'''

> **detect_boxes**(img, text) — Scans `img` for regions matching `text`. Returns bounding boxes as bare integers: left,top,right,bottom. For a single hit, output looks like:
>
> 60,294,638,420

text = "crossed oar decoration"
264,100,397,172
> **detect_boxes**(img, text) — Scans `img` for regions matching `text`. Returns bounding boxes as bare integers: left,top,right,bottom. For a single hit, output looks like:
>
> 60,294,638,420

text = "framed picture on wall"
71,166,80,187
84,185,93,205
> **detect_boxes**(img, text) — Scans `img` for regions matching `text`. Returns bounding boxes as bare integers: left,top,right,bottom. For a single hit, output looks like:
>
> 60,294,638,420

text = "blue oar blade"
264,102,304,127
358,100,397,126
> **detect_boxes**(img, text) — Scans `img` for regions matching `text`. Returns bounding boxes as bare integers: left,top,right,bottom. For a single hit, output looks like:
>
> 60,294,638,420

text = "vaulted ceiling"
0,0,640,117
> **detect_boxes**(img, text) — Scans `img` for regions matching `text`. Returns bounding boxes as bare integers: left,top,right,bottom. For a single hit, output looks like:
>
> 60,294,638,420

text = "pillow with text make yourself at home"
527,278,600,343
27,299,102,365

'''

Swap "Scans" for "Searches" everywhere in the listing above, and reproduce the whole listing with nothing else altered.

> **detect_boxes**(img, text) — Searches `img` for regions matching `text`. Returns bounding boxes as bare integers: left,top,right,bottom. For a single hit, output looks like:
>
> 60,294,638,420

text = "crossed oar decoration"
264,100,397,172
> **detect_boxes**(img, text) — Searches `img` for regions matching `text`. Returns bounding boxes as bare integers: left,top,right,bottom. For a single hit, output looks like:
>
> 60,294,638,420

text = "framed picture on wall"
71,166,80,187
84,185,93,205
> **detect_boxes**(img, text) — Searches `img` for regions matching `text`. Returns bounding boxes as bare integers: left,top,right,bottom. For a single hit, output looks like:
>
> 60,294,638,420

text = "blue oar blade"
264,102,304,127
358,100,397,126
> **detect_boxes**(img, text) — Searches `img` for regions matching `text`. Returns bounding boxes as bare integers: left,top,right,bottom. For a single hit, output looks like:
>
> 60,294,638,420

text = "vaulted ceiling"
0,0,640,117
> **detect_boxes**(img, text) — Searches `img` for regions matching `text`. Returns bounding boxes as bare integers: left,top,right,bottom. For a single hit, output looks like:
>
> 60,294,638,420

text = "pillow with text make yourself at home"
527,278,600,343
27,299,102,365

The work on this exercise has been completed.